- Objective 1 -
Print the part of the post about age gaps between siblings that begins with the words containing "20 months between" and ends with "like each other.".

- Page excerpt -
• • • •
20 months between dd and ds and it was hell for the first 7 months or so for all the reasons that people have already said. I found that logistically my nappy brain just couldn't get to grips with 2 very demanding small people. All I can say is that I lurched from one day to the next. However, I planned it that way because of my age (late 30s). I'd love to have another but would have to consider a similar age gap and quite honestly just don't have the energy for another. Things are much better since I stopped bf and have just found a nursery for dd so she can socialise a bit more. Also they are starting to play together which I really love - they seem to quite like each other.
I couldn't possibly be prescriptive about what age gap would be the best, but IME 20 months is tough at the beginning but gets easier quite quickly.

tallulah · 30/01/2005 13:17

I'm actually quite jealous of people who can "plan" their families. DD took us 18 months to conceive, so we started trying for the second when she was only 6 months old, just in case it took the same time again. We also wanted several children & wanted to get it over with in one go. So we had 4 children in 5.5 years...
• • • •
Pointing dataset rows
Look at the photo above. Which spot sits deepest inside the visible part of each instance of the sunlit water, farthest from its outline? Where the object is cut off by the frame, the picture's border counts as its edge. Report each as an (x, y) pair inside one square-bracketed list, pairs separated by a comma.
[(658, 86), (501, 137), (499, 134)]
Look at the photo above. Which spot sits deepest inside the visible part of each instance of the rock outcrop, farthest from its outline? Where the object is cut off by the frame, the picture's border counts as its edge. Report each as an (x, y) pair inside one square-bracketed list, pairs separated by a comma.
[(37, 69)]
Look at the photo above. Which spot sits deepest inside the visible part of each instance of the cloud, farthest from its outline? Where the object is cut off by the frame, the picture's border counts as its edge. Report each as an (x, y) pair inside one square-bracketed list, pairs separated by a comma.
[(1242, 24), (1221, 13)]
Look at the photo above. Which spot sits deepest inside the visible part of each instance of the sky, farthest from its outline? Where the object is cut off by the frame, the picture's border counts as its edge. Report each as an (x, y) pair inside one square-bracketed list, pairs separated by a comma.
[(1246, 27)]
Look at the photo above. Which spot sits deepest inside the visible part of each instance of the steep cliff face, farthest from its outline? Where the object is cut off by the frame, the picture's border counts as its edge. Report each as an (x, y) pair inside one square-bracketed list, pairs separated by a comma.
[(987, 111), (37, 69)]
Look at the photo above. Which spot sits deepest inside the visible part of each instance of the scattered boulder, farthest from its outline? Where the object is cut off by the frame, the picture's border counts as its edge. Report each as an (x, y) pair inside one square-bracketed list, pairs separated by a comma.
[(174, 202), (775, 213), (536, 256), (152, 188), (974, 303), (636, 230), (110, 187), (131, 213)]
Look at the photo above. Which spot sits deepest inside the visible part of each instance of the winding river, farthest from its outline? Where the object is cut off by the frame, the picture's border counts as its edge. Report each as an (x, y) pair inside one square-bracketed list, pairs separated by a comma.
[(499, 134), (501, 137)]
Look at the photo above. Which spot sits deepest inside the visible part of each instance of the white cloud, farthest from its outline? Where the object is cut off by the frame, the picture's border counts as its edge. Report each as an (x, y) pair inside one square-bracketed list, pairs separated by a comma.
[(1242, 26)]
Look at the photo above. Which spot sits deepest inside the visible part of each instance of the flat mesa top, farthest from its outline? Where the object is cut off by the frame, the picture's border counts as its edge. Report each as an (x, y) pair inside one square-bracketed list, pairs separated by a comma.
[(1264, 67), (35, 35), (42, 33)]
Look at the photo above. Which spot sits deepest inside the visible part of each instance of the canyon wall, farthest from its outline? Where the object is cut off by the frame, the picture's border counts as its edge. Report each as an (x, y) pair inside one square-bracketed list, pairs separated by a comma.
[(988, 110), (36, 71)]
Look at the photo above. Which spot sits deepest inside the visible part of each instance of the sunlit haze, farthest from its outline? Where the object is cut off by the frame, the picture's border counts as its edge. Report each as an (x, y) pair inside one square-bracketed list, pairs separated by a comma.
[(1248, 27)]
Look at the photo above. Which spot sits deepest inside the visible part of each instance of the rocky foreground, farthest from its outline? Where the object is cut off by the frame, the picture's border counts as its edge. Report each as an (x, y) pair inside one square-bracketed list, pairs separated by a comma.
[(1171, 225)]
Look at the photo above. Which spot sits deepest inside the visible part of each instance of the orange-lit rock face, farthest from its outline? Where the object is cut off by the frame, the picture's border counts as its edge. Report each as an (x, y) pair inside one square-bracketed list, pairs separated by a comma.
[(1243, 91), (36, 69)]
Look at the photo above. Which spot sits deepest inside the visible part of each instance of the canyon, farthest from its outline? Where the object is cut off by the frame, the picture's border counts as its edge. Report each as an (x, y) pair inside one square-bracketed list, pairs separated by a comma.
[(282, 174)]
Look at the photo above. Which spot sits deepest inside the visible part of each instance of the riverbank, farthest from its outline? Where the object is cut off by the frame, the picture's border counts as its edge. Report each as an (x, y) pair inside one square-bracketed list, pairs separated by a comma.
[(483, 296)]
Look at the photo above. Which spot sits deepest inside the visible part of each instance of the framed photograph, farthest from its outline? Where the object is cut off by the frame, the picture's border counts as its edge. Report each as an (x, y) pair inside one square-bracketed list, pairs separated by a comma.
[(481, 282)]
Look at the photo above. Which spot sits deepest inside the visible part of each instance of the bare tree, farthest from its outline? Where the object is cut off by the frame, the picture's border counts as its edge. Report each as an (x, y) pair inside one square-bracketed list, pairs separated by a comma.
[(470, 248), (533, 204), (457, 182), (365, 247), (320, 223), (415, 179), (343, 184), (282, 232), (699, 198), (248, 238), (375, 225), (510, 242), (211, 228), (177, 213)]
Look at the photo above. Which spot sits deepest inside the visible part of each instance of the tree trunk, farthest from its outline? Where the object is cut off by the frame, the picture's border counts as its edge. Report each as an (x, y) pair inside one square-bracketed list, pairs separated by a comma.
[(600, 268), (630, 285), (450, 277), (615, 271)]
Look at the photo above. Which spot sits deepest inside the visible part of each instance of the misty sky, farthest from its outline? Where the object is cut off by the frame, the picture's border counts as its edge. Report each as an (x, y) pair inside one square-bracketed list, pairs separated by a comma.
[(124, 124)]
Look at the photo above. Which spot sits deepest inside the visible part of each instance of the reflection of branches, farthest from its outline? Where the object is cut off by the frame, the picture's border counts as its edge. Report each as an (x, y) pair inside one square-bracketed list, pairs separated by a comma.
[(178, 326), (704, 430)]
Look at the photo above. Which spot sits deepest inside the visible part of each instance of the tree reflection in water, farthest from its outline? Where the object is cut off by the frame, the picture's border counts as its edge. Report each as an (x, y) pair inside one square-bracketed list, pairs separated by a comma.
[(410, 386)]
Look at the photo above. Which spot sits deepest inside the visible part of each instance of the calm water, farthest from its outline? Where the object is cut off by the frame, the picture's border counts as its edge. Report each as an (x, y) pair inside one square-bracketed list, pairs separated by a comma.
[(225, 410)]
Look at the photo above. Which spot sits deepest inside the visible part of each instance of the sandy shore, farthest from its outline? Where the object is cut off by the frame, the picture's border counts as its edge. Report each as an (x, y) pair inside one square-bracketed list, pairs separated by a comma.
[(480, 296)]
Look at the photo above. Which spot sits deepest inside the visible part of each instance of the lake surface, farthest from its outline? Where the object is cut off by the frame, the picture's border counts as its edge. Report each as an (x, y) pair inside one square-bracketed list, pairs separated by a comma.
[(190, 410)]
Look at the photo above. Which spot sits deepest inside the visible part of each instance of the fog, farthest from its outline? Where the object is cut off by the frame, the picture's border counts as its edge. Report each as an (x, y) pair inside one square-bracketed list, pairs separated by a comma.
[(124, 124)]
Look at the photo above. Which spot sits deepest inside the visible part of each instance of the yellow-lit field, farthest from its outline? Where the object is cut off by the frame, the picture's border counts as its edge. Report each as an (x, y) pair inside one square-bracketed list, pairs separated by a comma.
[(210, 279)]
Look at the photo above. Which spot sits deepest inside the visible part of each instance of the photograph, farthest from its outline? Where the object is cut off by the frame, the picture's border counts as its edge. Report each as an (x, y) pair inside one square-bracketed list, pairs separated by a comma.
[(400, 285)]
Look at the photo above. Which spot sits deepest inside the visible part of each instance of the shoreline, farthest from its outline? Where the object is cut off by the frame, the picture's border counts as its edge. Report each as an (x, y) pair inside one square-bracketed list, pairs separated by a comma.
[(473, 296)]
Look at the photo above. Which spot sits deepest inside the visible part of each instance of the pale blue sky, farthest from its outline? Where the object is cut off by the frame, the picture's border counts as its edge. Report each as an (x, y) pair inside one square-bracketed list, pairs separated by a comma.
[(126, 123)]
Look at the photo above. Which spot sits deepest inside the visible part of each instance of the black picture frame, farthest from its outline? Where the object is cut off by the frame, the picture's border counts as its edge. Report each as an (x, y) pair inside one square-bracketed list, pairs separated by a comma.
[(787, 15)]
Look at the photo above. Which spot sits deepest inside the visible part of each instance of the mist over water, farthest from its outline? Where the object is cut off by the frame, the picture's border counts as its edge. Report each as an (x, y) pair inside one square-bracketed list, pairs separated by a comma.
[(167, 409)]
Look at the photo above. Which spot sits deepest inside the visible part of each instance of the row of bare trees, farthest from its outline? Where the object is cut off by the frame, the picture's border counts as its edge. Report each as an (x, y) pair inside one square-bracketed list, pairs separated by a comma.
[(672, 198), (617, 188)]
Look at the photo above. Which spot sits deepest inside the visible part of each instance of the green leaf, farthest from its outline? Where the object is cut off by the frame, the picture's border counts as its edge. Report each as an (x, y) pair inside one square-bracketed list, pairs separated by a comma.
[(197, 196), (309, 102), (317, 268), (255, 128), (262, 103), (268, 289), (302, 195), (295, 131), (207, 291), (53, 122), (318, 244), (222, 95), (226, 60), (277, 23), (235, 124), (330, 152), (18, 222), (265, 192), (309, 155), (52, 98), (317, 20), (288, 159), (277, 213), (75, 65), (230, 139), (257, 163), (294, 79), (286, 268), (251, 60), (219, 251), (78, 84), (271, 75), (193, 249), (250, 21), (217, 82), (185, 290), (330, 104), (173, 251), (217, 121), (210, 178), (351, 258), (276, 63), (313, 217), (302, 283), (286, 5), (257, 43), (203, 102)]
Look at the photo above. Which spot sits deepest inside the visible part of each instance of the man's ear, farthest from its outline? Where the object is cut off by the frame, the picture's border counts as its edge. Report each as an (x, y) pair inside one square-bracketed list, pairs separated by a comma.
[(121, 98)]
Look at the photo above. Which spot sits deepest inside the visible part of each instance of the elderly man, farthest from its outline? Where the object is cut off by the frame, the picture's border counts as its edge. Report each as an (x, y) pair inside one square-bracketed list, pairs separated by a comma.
• • • •
- Objective 2 -
Format the rows above as a Markdown table with the columns Line and Text, leaving out blank lines. Include only the part that begins with the line containing "of the framed" and ends with the line containing "228), (177, 213)]".

- Exercise output 1 -
20 months between dd and ds and it was hell for the first 7 months or so for all the reasons that people have already said. I found that logistically my nappy brain just couldn't get to grips with 2 very demanding small people. All I can say is that I lurched from one day to the next. However, I planned it that way because of my age (late 30s). I'd love to have another but would have to consider a similar age gap and quite honestly just don't have the energy for another. Things are much better since I stopped bf and have just found a nursery for dd so she can socialise a bit more. Also they are starting to play together which I really love - they seem to quite like each other.

- Exercise output 2 -
| Line | Text |
|---|---|
| 1 | Look at the photo above. Which spot sits deepest inside the visible part of each instance of the framed photograph, farthest from its outline? Where the object is cut off by the frame, the picture's border counts as its edge. Report each as an (x, y) pair inside one square-bracketed list, pairs separated by a comma. |
| 2 | [(481, 282)] |
| 3 | Look at the photo above. Which spot sits deepest inside the visible part of each instance of the bare tree, farthest from its outline? Where the object is cut off by the frame, the picture's border counts as its edge. Report each as an (x, y) pair inside one square-bracketed list, pairs separated by a comma. |
| 4 | [(470, 248), (533, 204), (457, 182), (365, 247), (320, 223), (415, 179), (343, 184), (282, 232), (699, 198), (248, 238), (375, 225), (510, 242), (211, 228), (177, 213)] |